READING PASSAGE:
Introduction to Computer Hardware

Let's face it, computers are everywhere. 

You come into contact with them at home, work, the airport, the grocery store. You're using some type of computer to take this course. You know what? There's probably one in your pocket right now. While computers are complex and can seem daunting to learn, they ultimately just calculate, process and store data. In this lesson, we're going to take a peek at what's inside of a computer. We'll spend the next few lessons explaining how each of these components work. But for now, let's check out a typical desktop setup. Desktops are just computers that can fit on or under our desks. Here we have a monitor, a keyboard, a mouse, and a desktop. Sometimes we might even add a webcam, speakers or printer setup. We'll call these physical components hardware. Let's take a look at the back of the computer.

You can see common connectors here, the power outlet here, and the common ports here. Ports are connection points that we can connect devices to that extend the functionality of our computer. We'll go into detail about the ports you see here in a later lesson, but here's a quick rundown. We have a port here to connect to a monitor and a few ports here to plug your keyboard and mouse. There's another important one here for our network connection. With just these ports we're able to have the basic functionality to browse the web and much more. Things look pretty similar on a laptop. Here are some of the same ports, a built-in monitor, and a keyboard. There are also physical components inside the laptop case that are hidden for portability. Once you figure out how one computer works, you can figure out how any other computer works. This is my favorite part. Let's open up this desktop and take a deeper look. Let me first clean up my desk. Get ready for it.

RAW DATA:
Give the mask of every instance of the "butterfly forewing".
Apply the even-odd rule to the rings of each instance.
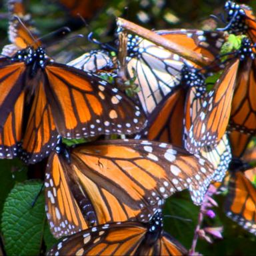
[[[229,217],[256,235],[256,188],[240,171],[231,174],[224,209]]]
[[[138,222],[114,223],[99,225],[76,233],[55,245],[48,255],[182,255],[186,249],[163,233],[146,245],[148,227]]]
[[[256,132],[256,61],[241,63],[232,101],[229,129],[247,134]]]
[[[205,147],[200,151],[200,153],[213,164],[215,169],[213,180],[222,181],[232,159],[227,135],[224,135],[216,146]]]
[[[197,30],[156,31],[168,40],[214,59],[224,41],[223,33]],[[208,42],[215,41],[214,43]],[[131,36],[128,40],[127,72],[141,91],[138,96],[146,114],[151,114],[163,98],[180,85],[184,63],[197,66],[153,43]]]
[[[88,225],[129,219],[145,222],[156,205],[177,191],[188,189],[194,203],[200,204],[214,171],[199,155],[147,141],[104,141],[79,146],[71,150],[70,163],[56,153],[52,155],[46,175],[46,199],[47,217],[56,237],[64,235],[58,232],[61,221],[76,231],[83,229],[67,217],[71,206],[63,205],[61,195],[67,195],[77,211],[74,217],[86,219]],[[54,165],[53,159],[58,164]],[[75,183],[76,191],[71,189]],[[89,211],[84,208],[83,197]],[[60,213],[59,219],[56,211]]]
[[[181,147],[184,104],[182,89],[168,95],[149,117],[147,128],[141,132],[141,137]]]
[[[132,134],[143,128],[139,108],[106,81],[61,64],[45,71],[47,97],[63,137]]]
[[[216,145],[227,129],[231,110],[239,60],[231,62],[217,81],[213,90],[201,101],[201,107],[191,123],[185,141],[191,153],[207,145]]]

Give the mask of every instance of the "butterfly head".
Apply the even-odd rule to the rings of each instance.
[[[245,24],[245,11],[242,7],[232,1],[227,1],[225,5],[225,10],[227,14],[227,19],[229,23],[228,32],[245,33],[248,27]]]
[[[45,51],[42,47],[35,49],[31,47],[18,51],[11,59],[13,61],[23,61],[27,66],[31,67],[30,75],[32,77],[39,68],[45,68],[46,59]]]
[[[152,245],[159,238],[163,231],[163,215],[157,211],[148,223],[146,241],[148,245]]]
[[[181,81],[185,88],[195,88],[197,97],[201,97],[206,91],[205,77],[197,69],[185,65],[181,70]]]
[[[238,55],[241,61],[245,60],[247,57],[254,59],[255,53],[253,50],[254,47],[252,45],[251,41],[247,37],[244,37],[242,39],[241,45],[238,51]]]

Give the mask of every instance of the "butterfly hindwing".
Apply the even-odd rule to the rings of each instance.
[[[229,217],[256,235],[256,187],[242,172],[231,175],[224,209]]]
[[[47,97],[63,137],[131,134],[143,127],[139,108],[106,81],[61,64],[49,65],[45,73]]]
[[[217,81],[213,90],[206,94],[201,107],[191,123],[185,141],[191,153],[198,152],[205,146],[216,144],[223,136],[231,110],[239,60],[231,62]]]

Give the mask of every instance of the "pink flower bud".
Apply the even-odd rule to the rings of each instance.
[[[207,233],[211,235],[213,237],[216,238],[222,239],[221,232],[223,231],[223,228],[222,227],[205,227],[204,231],[205,233]]]

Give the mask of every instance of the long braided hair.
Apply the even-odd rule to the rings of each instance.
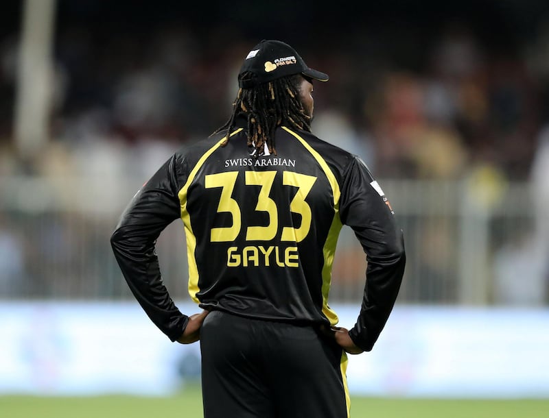
[[[250,77],[244,73],[241,77]],[[257,157],[264,153],[265,144],[269,153],[277,155],[274,130],[281,125],[311,131],[311,117],[305,113],[299,99],[299,86],[303,76],[289,75],[250,88],[240,88],[233,103],[233,114],[226,123],[212,135],[226,132],[224,147],[236,125],[236,119],[244,115],[248,119],[248,146],[254,147]]]

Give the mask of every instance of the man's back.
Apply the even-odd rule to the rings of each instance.
[[[353,158],[307,132],[276,134],[276,156],[250,155],[242,131],[225,147],[216,138],[187,152],[179,197],[196,266],[189,291],[205,308],[322,323],[334,319],[327,290]]]

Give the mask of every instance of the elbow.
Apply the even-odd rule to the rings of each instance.
[[[110,236],[110,246],[113,249],[116,249],[120,246],[124,240],[124,234],[121,233],[120,228],[117,228]]]

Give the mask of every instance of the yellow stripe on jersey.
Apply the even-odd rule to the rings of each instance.
[[[236,130],[234,132],[231,134],[230,136],[233,136],[233,135],[237,134],[242,130],[242,127]],[[196,297],[196,293],[198,293],[200,288],[198,288],[198,267],[196,265],[196,258],[194,254],[196,249],[196,237],[193,232],[193,228],[191,225],[191,216],[187,210],[187,193],[189,190],[189,187],[191,186],[191,184],[194,181],[194,177],[196,176],[198,170],[204,165],[206,160],[208,159],[214,151],[221,146],[221,144],[223,143],[225,137],[224,136],[218,141],[215,145],[204,153],[202,156],[198,160],[196,165],[191,170],[191,172],[189,173],[189,177],[187,177],[187,182],[178,193],[179,201],[181,205],[181,220],[183,221],[183,225],[185,225],[185,235],[187,238],[187,258],[189,264],[189,294],[191,295],[192,299],[197,304],[199,303],[200,301]]]
[[[345,404],[347,407],[347,418],[351,417],[351,396],[349,395],[349,386],[347,385],[347,365],[349,359],[347,354],[343,352],[341,354],[340,370],[341,370],[341,379],[343,380],[343,390],[345,391]]]
[[[339,236],[339,233],[342,226],[341,219],[340,219],[339,217],[339,199],[341,195],[341,191],[340,190],[339,184],[336,179],[336,176],[334,175],[334,173],[332,173],[329,167],[328,167],[328,164],[324,158],[322,158],[320,154],[296,133],[291,131],[285,126],[283,126],[282,129],[292,134],[296,139],[301,143],[301,145],[303,145],[305,149],[307,149],[314,159],[316,160],[316,162],[326,175],[328,182],[331,187],[332,195],[334,196],[334,220],[331,222],[331,225],[328,232],[328,236],[326,238],[326,242],[324,243],[324,247],[323,248],[324,265],[322,269],[322,312],[331,325],[336,325],[338,321],[338,316],[328,305],[328,295],[331,284],[331,267],[334,263],[334,256],[336,253],[336,245],[338,242],[338,236]]]

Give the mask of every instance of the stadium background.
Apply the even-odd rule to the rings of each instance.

WHAT YOU ARE ASKED TO DO:
Please answer these questions from the computer hardware introduction, each on its own line:
1. What three things do computers ultimately do with data?
2. What name is given to physical components such as the monitor, keyboard and mouse?
3. Why are some physical components inside a laptop case hidden?

RESULT FOR THIS TASK:
1. They calculate, process and store data.
2. Hardware.
3. For portability.